[Python] 算法心得—字符串篇

作者: 敲代码的密斯想 | 来源:发表于2018-06-15 11:04 被阅读23次

[Python] 算法心得—字符串篇
简单对称加密算法
日常笔记
连载02-Python列表的方法有什么，附实际案例源码【乐搏Te
K近邻(KNN)算法详解及Python实现
字符串匹配算法总结
AI 学习之路——轻松初探 Python 篇（三）
[Python] 算法心得—排序
leetcode算法类型（Python）：9. 回文数，难度：简
KMP算法文章合集

六个算法问题，使用python学习算法。

1.1 旋转字符串

给定字符串，要求把字符串前面若干个字符移动到字符串尾部。要求时间复杂度O(n)，空间复杂度O(1)。
如：'abcdefg'前面的2个字符'a'和'b'移到字符串尾部，就是'cdefgab'。

解法一：暴力移位法

def left_shift_one(s):
    slist = list(s)
    temp = slist[0]
    for i in range(1, len(s)):
        slist[i - 1] = slist[i]
    slist[len(s) - 1] = temp
    s = ''.join(slist)
    return s


def left_rotate_str(s, n):
    while n > 0:
        s = left_shift_one(s)
        n -= 1
    return s

时间复杂度O(n*len(s))，空间复杂度O(1)。

解法二：三步反转法

例如给定字符串'abcdefg'，若要让ab翻转到最后，只需三步操作：
step 1. 字符串分为两部分，即：X=ab, Y=cdefg；
step 2. 将X、Y均反转，得到：X=ba, Y=gfedc；
step 3. 将step2得到的结果反转，即将'bagfedc'反转，得到：cdefgab，即为想要的结果。

def reserve_str(s):
    s_list = list(s)
    start, end = 0, len(s)-1
    while start < end:
        s_list[start], s_list[end] = s_list[end], s_list[start]
        start += 1
        end -= 1
    return ''.join(s_list)


def left_rotate_str(s, n):
    x, y = list(s[:n]), list(s[n:])

::::::::

* [任务要求]:
1. 输出上文字符串算法文章中从“例如给定字符串'abcdefg'，若要让ab翻转到最后，只需三步操作：”开始、到“return ''.join(s_list)”结束的原文。
2. 根据上文字符串算法文章，旋转字符串的暴力移位法时间复杂度是多少？

[坐标标注数据]
::::::::

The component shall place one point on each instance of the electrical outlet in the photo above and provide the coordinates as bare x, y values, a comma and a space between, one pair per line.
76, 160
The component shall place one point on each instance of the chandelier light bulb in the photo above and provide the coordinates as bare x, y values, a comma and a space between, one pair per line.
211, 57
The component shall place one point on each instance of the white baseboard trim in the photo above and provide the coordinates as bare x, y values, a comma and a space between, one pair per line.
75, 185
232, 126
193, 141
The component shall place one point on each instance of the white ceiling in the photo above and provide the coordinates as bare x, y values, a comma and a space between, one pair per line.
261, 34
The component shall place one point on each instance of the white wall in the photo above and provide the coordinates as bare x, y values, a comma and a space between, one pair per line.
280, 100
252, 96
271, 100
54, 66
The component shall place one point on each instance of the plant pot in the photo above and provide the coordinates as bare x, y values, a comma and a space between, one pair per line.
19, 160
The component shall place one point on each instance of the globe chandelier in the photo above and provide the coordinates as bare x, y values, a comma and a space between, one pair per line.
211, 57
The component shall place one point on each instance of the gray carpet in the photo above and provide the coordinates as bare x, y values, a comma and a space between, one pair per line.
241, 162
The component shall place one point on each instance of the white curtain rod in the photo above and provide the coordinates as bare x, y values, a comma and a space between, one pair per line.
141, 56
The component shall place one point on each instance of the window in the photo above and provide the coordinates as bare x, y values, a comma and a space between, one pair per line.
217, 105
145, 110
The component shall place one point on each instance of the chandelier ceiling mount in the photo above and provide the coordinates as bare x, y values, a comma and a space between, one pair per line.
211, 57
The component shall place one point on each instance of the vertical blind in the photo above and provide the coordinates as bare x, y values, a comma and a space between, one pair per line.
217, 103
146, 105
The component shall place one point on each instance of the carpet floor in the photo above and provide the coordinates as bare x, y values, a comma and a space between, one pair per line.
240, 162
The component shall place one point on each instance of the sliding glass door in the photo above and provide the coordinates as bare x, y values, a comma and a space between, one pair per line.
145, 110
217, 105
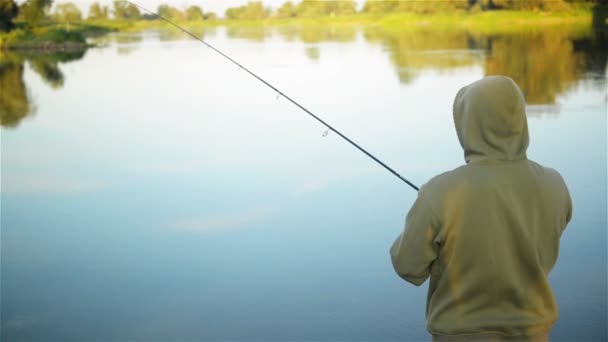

::::::::

* [参考答案]:
1.
例如给定字符串'abcdefg'，若要让ab翻转到最后，只需三步操作：
step 1. 字符串分为两部分，即：X=ab, Y=cdefg；
step 2. 将X、Y均反转，得到：X=ba, Y=gfedc；
step 3. 将step2得到的结果反转，即将'bagfedc'反转，得到：cdefgab，即为想要的结果。

def reserve_str(s):
    s_list = list(s)
    start, end = 0, len(s)-1
    while start < end:
        s_list[start], s_list[end] = s_list[end], s_list[start]
        start += 1
        end -= 1
    return ''.join(s_list)

2. O(n*len(s))